** Begin PAGE EXCERPT **

Buffer cache, WAL, checkpoints

What to say

The buffer cache is an area in shared memory common to all backends, sized by `shared_buffers`, sliced into 8 KB slots. Every page read and write goes through it: a backend does not touch the file directly but asks the buffer manager for the page. If the page is already there, that is a hit and the disk is not touched. The OS cache also exists and works a layer below, but PostgreSQL's buffer cache knows about MVCC, dirty pages, and WAL, so it can guarantee the write-ahead rule and not flush to disk what has not yet been recorded in WAL.

What they want to hear

A senior should: - describe the cache as shared memory of 8 KB buffers through which all page access goes - explain why a separate cache over the OS cache: control of dirty pages and enforcing the WAL rule - understand double caching: one page can sit in both `shared_buffers` and the OS page cache - give a sizing guide (around a quarter of RAM as a start) and say why "more" is not always better

Pitfalls

• ✗ Setting `shared_buffers` to nearly all memory. The OS cache is needed too, and checkpoints start writing in a flood
• ✗ Thinking a backend reads the file directly. Everything goes through the buffer manager
• ✗ Confusing a buffer cache hit with an OS cache hit. They are two different layers

Follow-up

• ? Why is `shared_buffers` usually not set to 90% of memory?
• ? How does `pg_buffercache` show what is in the cache right now?
• ? What is double caching, and why is it bad?

What to say

Instead of classic LRU it uses clock sweep. Each buffer has a usage counter: on access it grows (up to a small ceiling), and a special pointer walks the ring and decrements the counter on each buffer. A buffer at zero and with no pin becomes the victim. If the victim is dirty (changed since it was read), it is written to disk first, but only after the matching WAL record is already there (the write-ahead rule). Hot pages get to raise their counter and survive a lap, while cold ones are evicted.

What they want to hear

A senior should: - describe clock sweep: a usage counter plus a pointer that decays it around the ring - explain why WAL is written before evicting a dirty page (the write-ahead rule) - tie it to performance: when the cache is short, backends themselves start evicting and writing, which is where the dips come from - mention the bgwriter, which writes dirty buffers out ahead of time so backends have to do it less often

Pitfalls

• ✗ Calling the algorithm LRU. In PostgreSQL it is clock sweep with a usage counter
• ✗ Forgetting the WAL rule: a dirty buffer cannot be flushed before its WAL record
• ✗ Thinking only the bgwriter does eviction. Under pressure ordinary backends do it too

Follow-up

• ? Why can a dirty buffer not be written before its WAL record?

** End PAGE EXCERPT **
** Begin SUPPLIED RECORDS **

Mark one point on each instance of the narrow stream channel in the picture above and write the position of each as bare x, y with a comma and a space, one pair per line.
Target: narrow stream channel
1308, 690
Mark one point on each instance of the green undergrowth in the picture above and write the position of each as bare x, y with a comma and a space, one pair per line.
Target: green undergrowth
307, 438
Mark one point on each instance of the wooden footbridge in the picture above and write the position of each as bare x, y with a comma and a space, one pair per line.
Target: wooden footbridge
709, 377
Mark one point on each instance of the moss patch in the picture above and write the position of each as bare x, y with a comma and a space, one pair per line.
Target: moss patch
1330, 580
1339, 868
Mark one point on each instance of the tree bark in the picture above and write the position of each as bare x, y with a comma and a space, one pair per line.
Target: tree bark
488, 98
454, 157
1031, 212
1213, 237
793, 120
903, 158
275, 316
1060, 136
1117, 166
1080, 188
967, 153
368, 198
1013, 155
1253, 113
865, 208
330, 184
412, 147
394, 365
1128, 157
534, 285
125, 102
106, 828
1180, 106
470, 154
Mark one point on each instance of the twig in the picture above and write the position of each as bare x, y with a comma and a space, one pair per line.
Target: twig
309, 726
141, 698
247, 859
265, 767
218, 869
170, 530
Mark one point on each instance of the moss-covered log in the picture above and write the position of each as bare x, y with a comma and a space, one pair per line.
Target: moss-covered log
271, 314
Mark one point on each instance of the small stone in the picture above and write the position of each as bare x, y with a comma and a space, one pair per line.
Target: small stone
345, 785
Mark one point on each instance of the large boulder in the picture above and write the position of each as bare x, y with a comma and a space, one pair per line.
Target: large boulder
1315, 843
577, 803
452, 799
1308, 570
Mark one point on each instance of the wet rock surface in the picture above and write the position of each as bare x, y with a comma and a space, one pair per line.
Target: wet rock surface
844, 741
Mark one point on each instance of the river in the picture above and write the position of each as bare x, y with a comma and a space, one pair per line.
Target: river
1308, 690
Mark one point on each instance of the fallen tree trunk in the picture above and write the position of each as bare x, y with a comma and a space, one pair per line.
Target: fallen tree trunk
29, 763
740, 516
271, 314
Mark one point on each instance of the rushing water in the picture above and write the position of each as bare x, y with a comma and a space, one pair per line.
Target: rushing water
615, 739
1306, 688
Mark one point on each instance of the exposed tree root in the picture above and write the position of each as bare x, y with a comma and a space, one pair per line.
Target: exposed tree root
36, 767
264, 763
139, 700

** End SUPPLIED RECORDS **

## OBJECTIVES
**A)** In the buffer cache page, what replacement algorithm does PostgreSQL use instead of classic LRU?
**B)** In the entries, starting at the line containing "Mark one point on each instance of the exposed" and ending at the last entry, swap "exposed tree root" for "surface root" and give those lines back with nothing else altered.

## TASK ANSWERS
**A)** Clock sweep with a usage counter.

**B)**
Mark one point on each instance of the surface root in the picture above and write the position of each as bare x, y with a comma and a space, one pair per line.
Target: surface root
36, 767
264, 763
139, 700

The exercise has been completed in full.